Document excerpt:
________

Announcing the 2008 CED & Social Economy Common Election Platform

September 10, 2008

Recommendations for the Federal Government on Community Economic Development and the Social Economy

Five major networks – the Canadian Co-operative Association, the Canadian Community Economic Development Network, Chantier de l’économie sociale, Conseil québécois de la coopération et de la mutualité, and the Conseil Canadien de la Coopération – representing thousands of co-operatives, community-based organizations, and non-profit enterprises across the country, propose a new partnership between communities and the Canadian government to build a stronger economy, invest in sustainable communities, and tackle poverty.

With our economy under stress from the growing downturn in the United States and the continuing pressures of globalization, we believe that now – more than ever – Canada needs stronger policies for community economic development (CED). A commitment by the Government of Canada to support CED and the social economy will allow Canada to join the growing number of countries around the world that have adopted policies to support this rapidly growing movement.

________

Instructions:
1. Answer these questions about the election platform announcement:
(a) On what date was the announcement made?
(b) How many major networks propose the new partnership?
(c) In which country is the growing economic downturn said to be happening?
2. Echo the election platform announcement word for word, starting at "With our economy" and ending at "rapidly growing movement.".
The data are separate from the election platform announcement.

Images for object localization:

________

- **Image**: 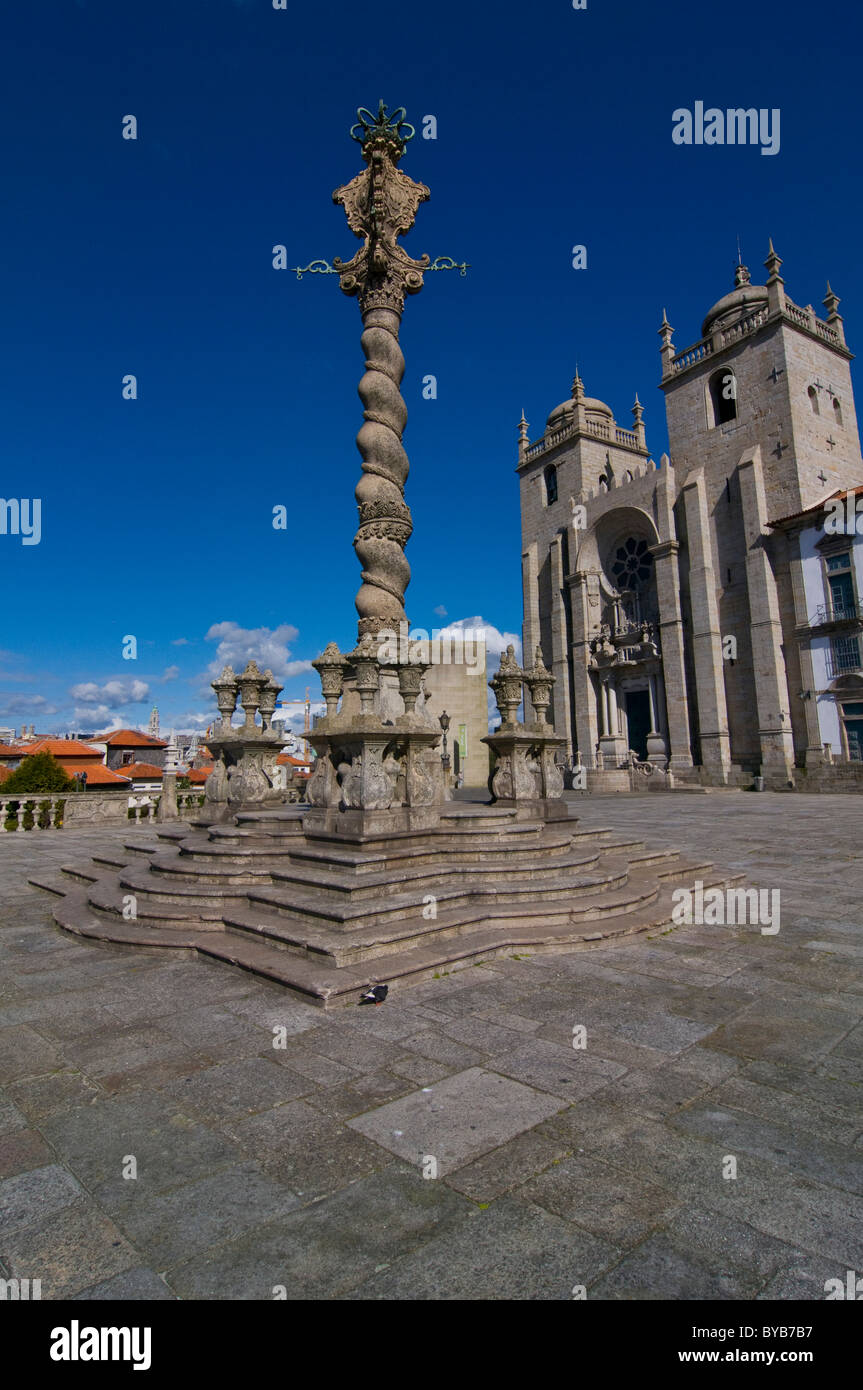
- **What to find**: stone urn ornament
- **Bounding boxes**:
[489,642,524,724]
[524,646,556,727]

________

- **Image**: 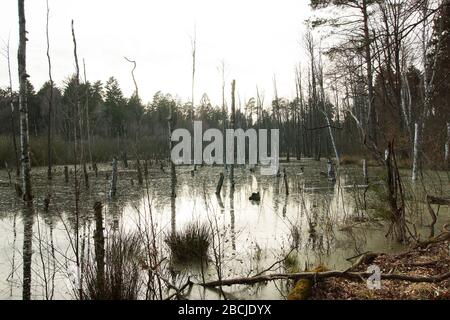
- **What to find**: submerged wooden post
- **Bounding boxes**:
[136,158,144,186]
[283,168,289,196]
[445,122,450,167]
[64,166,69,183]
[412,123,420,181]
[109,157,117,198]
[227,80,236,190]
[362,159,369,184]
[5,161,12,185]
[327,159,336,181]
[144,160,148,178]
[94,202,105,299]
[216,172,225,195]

________

Your responses:
1.
(a) September 10, 2008
(b) Five
(c) The United States

2.
With our economy under stress from the growing downturn in the United States and the continuing pressures of globalization, we believe that now – more than ever – Canada needs stronger policies for community economic development (CED). A commitment by the Government of Canada to support CED and the social economy will allow Canada to join the growing number of countries around the world that have adopted policies to support this rapidly growing movement.